--- Information shown ---
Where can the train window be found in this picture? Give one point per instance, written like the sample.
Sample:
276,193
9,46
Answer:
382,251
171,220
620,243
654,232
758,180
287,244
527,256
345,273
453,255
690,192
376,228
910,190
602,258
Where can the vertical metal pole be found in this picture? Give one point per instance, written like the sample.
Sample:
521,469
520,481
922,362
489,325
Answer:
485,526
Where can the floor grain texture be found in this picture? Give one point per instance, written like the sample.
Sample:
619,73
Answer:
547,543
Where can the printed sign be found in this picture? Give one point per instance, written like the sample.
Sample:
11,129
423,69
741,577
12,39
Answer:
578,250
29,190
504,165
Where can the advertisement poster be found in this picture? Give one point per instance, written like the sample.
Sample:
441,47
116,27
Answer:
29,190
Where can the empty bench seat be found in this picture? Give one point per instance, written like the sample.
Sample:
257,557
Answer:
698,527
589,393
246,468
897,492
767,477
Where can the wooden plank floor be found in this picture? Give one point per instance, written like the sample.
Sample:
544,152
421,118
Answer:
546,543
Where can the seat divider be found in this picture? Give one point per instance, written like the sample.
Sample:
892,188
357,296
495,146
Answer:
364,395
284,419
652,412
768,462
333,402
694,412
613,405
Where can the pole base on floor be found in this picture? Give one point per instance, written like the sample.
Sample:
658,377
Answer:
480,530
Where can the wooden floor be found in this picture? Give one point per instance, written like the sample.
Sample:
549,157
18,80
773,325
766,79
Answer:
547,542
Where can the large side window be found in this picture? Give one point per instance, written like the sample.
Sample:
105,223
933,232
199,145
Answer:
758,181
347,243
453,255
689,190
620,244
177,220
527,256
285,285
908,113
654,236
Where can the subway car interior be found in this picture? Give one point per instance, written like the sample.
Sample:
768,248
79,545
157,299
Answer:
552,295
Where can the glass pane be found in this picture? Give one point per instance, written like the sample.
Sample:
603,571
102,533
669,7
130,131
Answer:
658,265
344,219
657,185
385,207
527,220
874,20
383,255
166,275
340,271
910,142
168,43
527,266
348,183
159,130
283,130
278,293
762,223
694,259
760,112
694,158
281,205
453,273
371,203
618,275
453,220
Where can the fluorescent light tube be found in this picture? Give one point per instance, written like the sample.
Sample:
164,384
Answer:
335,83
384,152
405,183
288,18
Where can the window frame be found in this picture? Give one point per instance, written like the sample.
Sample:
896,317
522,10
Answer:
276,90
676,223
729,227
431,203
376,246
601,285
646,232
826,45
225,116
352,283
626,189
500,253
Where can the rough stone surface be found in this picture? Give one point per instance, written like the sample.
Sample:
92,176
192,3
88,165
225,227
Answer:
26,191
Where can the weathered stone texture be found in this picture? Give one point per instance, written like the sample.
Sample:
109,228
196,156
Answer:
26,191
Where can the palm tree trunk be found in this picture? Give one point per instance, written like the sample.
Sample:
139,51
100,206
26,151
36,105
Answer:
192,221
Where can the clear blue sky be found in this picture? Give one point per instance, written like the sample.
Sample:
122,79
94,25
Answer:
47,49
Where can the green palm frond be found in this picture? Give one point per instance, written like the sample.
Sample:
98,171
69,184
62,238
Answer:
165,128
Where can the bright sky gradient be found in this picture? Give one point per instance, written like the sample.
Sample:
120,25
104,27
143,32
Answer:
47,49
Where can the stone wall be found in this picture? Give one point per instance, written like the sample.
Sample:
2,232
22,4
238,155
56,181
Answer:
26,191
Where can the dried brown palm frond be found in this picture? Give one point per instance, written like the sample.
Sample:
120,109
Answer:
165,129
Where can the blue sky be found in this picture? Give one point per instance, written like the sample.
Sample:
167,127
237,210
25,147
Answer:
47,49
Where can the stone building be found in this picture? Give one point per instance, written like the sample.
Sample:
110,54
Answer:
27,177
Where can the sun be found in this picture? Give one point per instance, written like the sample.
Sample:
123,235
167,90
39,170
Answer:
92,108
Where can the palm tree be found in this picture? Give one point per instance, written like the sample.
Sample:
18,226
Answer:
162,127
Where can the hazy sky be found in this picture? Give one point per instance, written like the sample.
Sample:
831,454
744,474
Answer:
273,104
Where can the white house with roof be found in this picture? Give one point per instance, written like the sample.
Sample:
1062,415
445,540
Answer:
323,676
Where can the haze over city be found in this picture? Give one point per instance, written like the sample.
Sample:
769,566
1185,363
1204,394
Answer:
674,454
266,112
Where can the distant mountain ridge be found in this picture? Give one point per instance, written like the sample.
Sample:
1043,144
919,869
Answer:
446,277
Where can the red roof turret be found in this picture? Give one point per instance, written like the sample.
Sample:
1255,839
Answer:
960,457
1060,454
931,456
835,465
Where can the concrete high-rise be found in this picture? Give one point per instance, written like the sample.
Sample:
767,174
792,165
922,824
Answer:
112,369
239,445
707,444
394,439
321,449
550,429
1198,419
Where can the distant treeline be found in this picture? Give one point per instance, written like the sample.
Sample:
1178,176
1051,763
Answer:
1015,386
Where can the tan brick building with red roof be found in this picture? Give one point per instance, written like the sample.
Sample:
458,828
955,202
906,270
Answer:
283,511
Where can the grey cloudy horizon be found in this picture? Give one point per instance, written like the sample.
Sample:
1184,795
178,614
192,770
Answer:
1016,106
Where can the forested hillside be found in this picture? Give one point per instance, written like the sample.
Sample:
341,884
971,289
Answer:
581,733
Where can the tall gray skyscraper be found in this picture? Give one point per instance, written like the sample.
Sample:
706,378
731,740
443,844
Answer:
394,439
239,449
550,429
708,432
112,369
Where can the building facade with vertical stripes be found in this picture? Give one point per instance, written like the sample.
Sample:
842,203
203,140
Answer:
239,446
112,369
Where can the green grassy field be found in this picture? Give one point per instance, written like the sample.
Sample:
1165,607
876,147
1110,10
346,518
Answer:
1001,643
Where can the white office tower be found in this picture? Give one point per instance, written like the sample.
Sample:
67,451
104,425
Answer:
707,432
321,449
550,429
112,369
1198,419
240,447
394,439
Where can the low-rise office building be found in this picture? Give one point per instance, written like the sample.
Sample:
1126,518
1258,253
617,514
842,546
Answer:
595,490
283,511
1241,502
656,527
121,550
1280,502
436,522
---
--- Exercise ---
Every record must be returned exactly.

--- Exercise solution ---
Where can the train window be found in this picture? Give one point per instance, written like the sample.
Sample:
276,193
9,46
Answer:
382,251
171,220
620,243
654,232
758,180
287,244
527,256
345,273
453,255
690,192
376,228
910,190
602,258
Where can the vertical metal pole be found in this picture? Give one point per instance, written like the sample.
Sample:
521,469
520,481
922,362
489,325
Answer:
485,526
Where can the floor grain texture be found in this picture? Give one point per instance, written like the sample.
Sample:
619,73
Answer:
547,543
Where can the printed sign be found in this picture? Give one point per instance, written like the sample.
Sample:
11,129
423,69
741,577
12,39
Answer:
578,250
29,190
504,165
Where can the advertisement poster be found in this picture? Give one point per instance, written like the sample.
Sample:
441,47
116,27
Answer:
29,190
Where can the empty bench seat be found in this picture? Give one point per instance, written like the sample.
Sample:
257,557
Answer:
698,527
589,393
246,468
897,492
767,477
Where can the wooden plank floor be found in this picture? Give one point per instance, written like the sample.
Sample:
544,152
421,118
Answer:
546,543
Where can the seat divider be found in this picture? Give one point per instance, written like the sample.
Sample:
892,188
357,296
495,146
Answer:
364,395
284,419
652,412
768,462
333,402
694,412
613,405
Where can the pole base on floor be found in this picture? Give one point per instance, written like the sample.
Sample:
658,377
Answer:
480,530
Where can the wooden floor be found in this picture? Give one point per instance, written like the sample.
Sample:
549,157
18,80
773,325
766,79
Answer:
547,542
Where can the large side window be found in this picture? Give one point per instance, written like the sample.
Sample:
105,223
933,232
199,145
Answer:
758,181
347,243
453,255
689,190
620,244
177,220
527,256
285,285
908,113
654,236
Where can the subway car interior be found in this picture? Give one point per instance, written like the sample.
Sample:
768,248
79,545
157,299
Answer:
552,295
Where can the glass pane be found in this picture? Give one point per instance, written like the sample.
Sample:
603,571
102,533
669,7
130,131
Answer:
658,265
344,219
657,185
385,207
527,220
874,20
383,255
166,275
340,271
910,142
168,43
527,266
348,183
159,130
283,130
278,293
762,223
694,259
760,112
694,158
281,205
453,273
371,203
618,275
453,220
Where can the fluorescent light tube be found in this picture? Give one point per instance, written like the sample.
Sample:
164,384
Answer:
335,83
384,152
405,183
288,18
Where can the window frame be found in this picture? Give one point per instance, written like the sample.
Sample:
896,317
522,10
Answer:
276,90
676,223
729,227
431,203
376,246
601,285
646,232
826,45
225,116
352,283
626,189
500,253
Where can the rough stone surface be found in this picture? Give one point per instance, written like the sample.
Sample:
92,176
192,3
88,165
225,227
Answer:
26,191
Where can the weathered stone texture be found in this picture? Give one point per instance, written like the sample.
Sample:
109,228
196,156
Answer:
26,191
Where can the palm tree trunk be found in this picture? Give one point per instance, written like the sample.
Sample:
139,51
100,206
26,151
36,105
Answer:
192,221
Where can the clear blue sky be found in this picture? Give one point per instance, written like the sample.
Sample:
122,79
94,25
Answer:
47,49
Where can the green palm frond be found in this picture? Give one point per instance, written like the sample.
Sample:
98,171
69,184
62,238
Answer:
165,128
Where can the bright sky gradient be found in this picture? Give one point per instance, written like the sample.
Sample:
120,25
104,27
143,32
Answer:
47,49
Where can the stone wall be found in this picture? Give one point per instance, written like the sample.
Sample:
2,232
22,4
238,155
56,181
Answer:
26,191
Where can the dried brown palm frond be found in this picture? Give one point per instance, written like the sample.
Sample:
120,109
Answer:
165,129
Where can the blue sky be found in this picture? Give one point per instance, written like the sample.
Sample:
167,127
237,210
25,147
Answer:
47,49
Where can the stone building be found in this picture? Give one point per instance, written like the sample.
Sample:
110,54
Answer:
27,177
Where can the sun be found in this picture? Give one point per instance, written like the sample.
Sample:
123,235
167,90
39,170
Answer:
92,108
Where can the palm tree be found in this picture? Give one point per instance, written like the sample.
Sample:
18,226
Answer:
162,127
Where can the hazy sky be found in this picture? Give one point per instance, written like the sample.
Sample:
831,454
744,474
Answer:
273,104
Where can the white house with roof be found in this picture? Give one point per instance, written like the sample.
Sample:
1062,415
445,540
Answer:
323,676
Where can the haze over city be found in this picture? Give one point per instance, written like the sample.
Sample:
769,566
1185,363
1204,394
Answer:
674,454
266,112
Where can the distant mountain ridge be found in this picture? Give one point per instance, written like the sample.
Sample:
1043,144
919,869
Answer:
446,277
Where can the red roof turret be found in this picture? Give one point per instance, written like the sample.
Sample:
1255,839
Answer:
960,457
1060,454
931,456
835,465
Where can the concrete high-rise be found in this picture? Give one point per instance, written like the sample.
Sample:
767,174
792,165
922,824
Answer:
112,369
239,445
707,444
394,439
321,449
550,429
1198,419
Where can the distant treeline be found in this picture? Give one point per instance, written like the sample.
Sample:
1178,176
1051,763
Answer:
1015,386
Where can the tan brick building with red roof be found in this picture? Give one point per instance, written like the sample.
Sample:
458,828
955,202
906,270
Answer:
283,511
Where can the grey cloudy horizon be found in this picture? Give one point per instance, written like the sample.
Sample:
1184,795
178,614
192,770
Answer:
1016,106
Where can the forested hillside be found in this picture? Give one point per instance, written like the sample.
Sample:
341,884
971,289
Answer:
581,733
Where can the tall gray skyscraper be found in this picture? Give one point per instance, written like the sample.
Sample:
706,378
731,740
443,844
Answer:
394,439
239,449
550,429
708,432
112,369
Where can the building facade with vertical stripes be found in this picture? Give one point per instance, written like the sample.
Sample:
842,203
203,140
Answer:
239,446
112,369
Where can the green grassy field be found in this picture? Give one point per instance, written like the sample.
Sample:
1165,607
876,147
1110,10
346,518
Answer:
1001,643
Where can the white office tower be found in this picture? Give one point per instance, written like the sample.
Sample:
67,451
104,425
Answer:
707,432
321,449
550,429
112,369
1198,419
240,447
394,439
Where can the low-rise office building be found in this picture? Give one point per instance, written like the sample.
Sample:
1126,518
1258,253
617,514
842,546
Answer:
595,490
283,511
1241,502
656,527
121,550
1280,502
436,522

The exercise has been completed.